YOUR TASK -> The full listing should be transcribed verbatim.

SUPPLIED DATA ->
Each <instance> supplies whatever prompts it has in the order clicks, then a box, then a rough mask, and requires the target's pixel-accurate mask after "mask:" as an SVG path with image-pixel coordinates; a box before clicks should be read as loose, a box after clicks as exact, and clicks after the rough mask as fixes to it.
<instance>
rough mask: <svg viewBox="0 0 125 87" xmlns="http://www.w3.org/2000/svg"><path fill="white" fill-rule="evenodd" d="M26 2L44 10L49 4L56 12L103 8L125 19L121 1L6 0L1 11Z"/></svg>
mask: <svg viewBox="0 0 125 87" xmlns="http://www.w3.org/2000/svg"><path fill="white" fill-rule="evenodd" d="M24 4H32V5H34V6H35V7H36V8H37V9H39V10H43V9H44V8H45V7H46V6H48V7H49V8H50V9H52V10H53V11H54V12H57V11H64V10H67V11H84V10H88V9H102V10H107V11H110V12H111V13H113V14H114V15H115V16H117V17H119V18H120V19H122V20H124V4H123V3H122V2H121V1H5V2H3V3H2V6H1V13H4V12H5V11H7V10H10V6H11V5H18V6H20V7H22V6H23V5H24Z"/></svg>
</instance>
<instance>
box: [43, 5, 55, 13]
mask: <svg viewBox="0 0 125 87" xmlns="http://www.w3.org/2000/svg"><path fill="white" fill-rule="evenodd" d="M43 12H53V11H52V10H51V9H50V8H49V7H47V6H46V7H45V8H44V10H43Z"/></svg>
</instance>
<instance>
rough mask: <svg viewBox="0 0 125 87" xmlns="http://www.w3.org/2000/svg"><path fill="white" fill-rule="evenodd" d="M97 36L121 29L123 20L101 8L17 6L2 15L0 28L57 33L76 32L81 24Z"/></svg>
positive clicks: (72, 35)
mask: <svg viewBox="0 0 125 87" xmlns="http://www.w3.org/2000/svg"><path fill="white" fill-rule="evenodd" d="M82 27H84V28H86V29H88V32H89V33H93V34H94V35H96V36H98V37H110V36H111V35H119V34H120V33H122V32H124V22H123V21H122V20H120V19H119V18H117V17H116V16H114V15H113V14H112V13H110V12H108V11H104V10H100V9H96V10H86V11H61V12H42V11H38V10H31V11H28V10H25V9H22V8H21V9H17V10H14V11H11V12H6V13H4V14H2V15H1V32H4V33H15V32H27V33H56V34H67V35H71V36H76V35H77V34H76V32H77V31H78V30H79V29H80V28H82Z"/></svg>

WRITTEN RESPONSE ->
Each <instance> supplies whatever prompts it has in the order clicks, then a box, then a rough mask, and requires the target's pixel-accurate mask after "mask:" as an SVG path with image-pixel coordinates; a box before clicks should be read as loose, a box after clicks as exact, and clicks after the rough mask as fixes to it.
<instance>
rough mask: <svg viewBox="0 0 125 87" xmlns="http://www.w3.org/2000/svg"><path fill="white" fill-rule="evenodd" d="M26 2L44 10L49 4L56 12L103 8L125 19L121 1L6 0L1 11Z"/></svg>
mask: <svg viewBox="0 0 125 87" xmlns="http://www.w3.org/2000/svg"><path fill="white" fill-rule="evenodd" d="M24 4H32V5H34V6H35V7H36V8H37V9H39V10H43V9H44V8H45V7H46V6H48V7H49V8H50V9H52V10H53V11H54V12H57V11H64V10H67V11H84V10H88V9H102V10H107V11H110V12H111V13H113V14H114V15H115V16H117V17H119V18H120V19H122V20H124V4H123V3H122V2H121V1H5V2H3V3H2V6H1V13H4V12H5V11H7V10H10V6H11V5H18V6H20V7H22V6H23V5H24Z"/></svg>
</instance>
<instance>
box: [43, 5, 55, 13]
mask: <svg viewBox="0 0 125 87" xmlns="http://www.w3.org/2000/svg"><path fill="white" fill-rule="evenodd" d="M43 12H53V11H52V10H51V9H50V8H49V7H47V6H46V7H45V8H44V10H43Z"/></svg>
</instance>
<instance>
rough mask: <svg viewBox="0 0 125 87" xmlns="http://www.w3.org/2000/svg"><path fill="white" fill-rule="evenodd" d="M97 36L121 29L123 20L101 8L17 6L2 15L0 28L57 33L76 32L81 24Z"/></svg>
positive clicks: (72, 35)
mask: <svg viewBox="0 0 125 87" xmlns="http://www.w3.org/2000/svg"><path fill="white" fill-rule="evenodd" d="M82 27H84V28H86V29H88V32H89V33H93V34H94V35H96V36H98V37H110V36H111V35H119V34H120V33H122V32H124V22H123V21H122V20H120V19H119V18H117V17H116V16H114V15H113V14H112V13H110V12H108V11H104V10H100V9H96V10H86V11H61V12H42V11H38V10H31V11H28V10H25V9H22V8H21V9H17V10H14V11H11V12H6V13H4V14H2V15H1V32H4V33H15V32H27V33H56V34H67V35H71V36H76V35H77V34H76V32H77V31H78V30H79V29H80V28H82Z"/></svg>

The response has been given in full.